• Exercise aim: Extend the passage on how casual insults stigmatize mental illness, picking up after its final sentence.

*** Supplied passage ***

Does it surprise you to know that we are guilty as sin when it comes to limiting access to psychiatric care? I don’t mean ‘we’ as in an industry but ‘we’ as in The Coders; the people who watch over your ICD-9 coding and OASIS assessments,
It is fairly common for one or more us to refer to someone who has made us angry as:
- crazy
- bonkers
- nuts
- nusto fruitso
- psycho
- shizo
- nuttier than a fruitcake
- unbalanced
- a sicko
- wigged out
There are more creative ways to call attention to someone’s state of mind that we use mostly in attempt to be humorous.
- He just ain’t right.
- Her driveway doesn’t go all the way to the road
- He’s a little left of center
- She’s knitting with one needle
- She’s a sandwich short of a picnic
- And my favorite as read in a clinical record written by a local physician held in very high esteem in the community, ‘her elevator doesn’t go all the way up to the top’.
We call addicts crackheads and junkies even though statistically speaking most people have a close friend or family member addicted to one or more drugs. We recite the nursing school line that addiction is a disease but we treat those affected as though they are human waste.
So, what’s the big deal? Consider that most people suffering serious mental illness have some connection to the real world. They hear insult after insult thrown about in normal communication describing their symptoms. The know that being nuttier than a fruitcake is not a common aspiration and that the elevator ideally reaches the top floor. No young girl wants to grow up and be a crack whore and no young man dreams of possibly being able to hold a minimum wage if his meds are just right.
The average person with schizophrenia is diagnosed in his or her early 20’s. They know that telling someone that the CIA is onto them will result in ridicule. They know that it is a source of embarrassment for them and their loved ones to be mentally ill. The delusions of grandeur common in persons suffering bipolar disorder isolate them from those who really care about them because we do not recognize them for what they are. Or maybe, we just don’t want to.

*** End of Supplied passage ***
*** Input data ***

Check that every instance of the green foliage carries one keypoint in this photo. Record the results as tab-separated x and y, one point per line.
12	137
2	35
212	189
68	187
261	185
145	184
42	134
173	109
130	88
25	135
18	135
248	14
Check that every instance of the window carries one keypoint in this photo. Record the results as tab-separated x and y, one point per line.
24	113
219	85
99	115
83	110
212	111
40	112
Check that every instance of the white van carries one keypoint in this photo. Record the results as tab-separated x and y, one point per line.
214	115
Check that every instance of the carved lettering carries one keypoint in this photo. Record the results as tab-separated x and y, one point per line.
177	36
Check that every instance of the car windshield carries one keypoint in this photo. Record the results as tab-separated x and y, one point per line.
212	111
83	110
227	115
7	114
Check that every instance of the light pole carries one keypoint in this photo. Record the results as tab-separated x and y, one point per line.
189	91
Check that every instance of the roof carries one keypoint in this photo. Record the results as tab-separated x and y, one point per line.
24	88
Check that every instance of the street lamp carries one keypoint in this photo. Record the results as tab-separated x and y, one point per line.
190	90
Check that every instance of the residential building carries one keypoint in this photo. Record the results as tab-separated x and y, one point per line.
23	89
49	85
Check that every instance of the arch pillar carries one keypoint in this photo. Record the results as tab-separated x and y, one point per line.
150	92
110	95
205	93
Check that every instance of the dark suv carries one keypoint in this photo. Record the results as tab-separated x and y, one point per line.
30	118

*** End of Input data ***

• Task output:
In all reality, it is seldom that a person with a disease that causes delusions and hallucination has enough insight to understand that they are symptoms of illness. It’s rare but not unheard of at all. Do we make it easy for them to go to someone for help? Do we make it as painless as possible for parents to admit to themselves that their child may have a serious psychiatric illness? The same parents who would run to the ER if their child had a high fever is willing to write off increased moodiness. a decline in grades and the absence of friends as a ‘phase’. We all want to believe that ‘there’s nothing wrong with my child’. That attitude is about effective with mental illness as it is with cancer. Deny it long enough and very, very bad things will happen.
So, the next time somebody suggests something totally preposterous to me, I am going to call them a ‘hypertensive’ or worse, accuse them of incontinence. In fact, I’ll code them in their entirety, add all the numbers together and refer to them a 2530.21. That will show them.
Back to coding after this. Send us some of the more interesting patient scenarios you run across. We like a challenge.
And please be mindful of the language you use so that you do not unintentionally get between someone who needs help and help.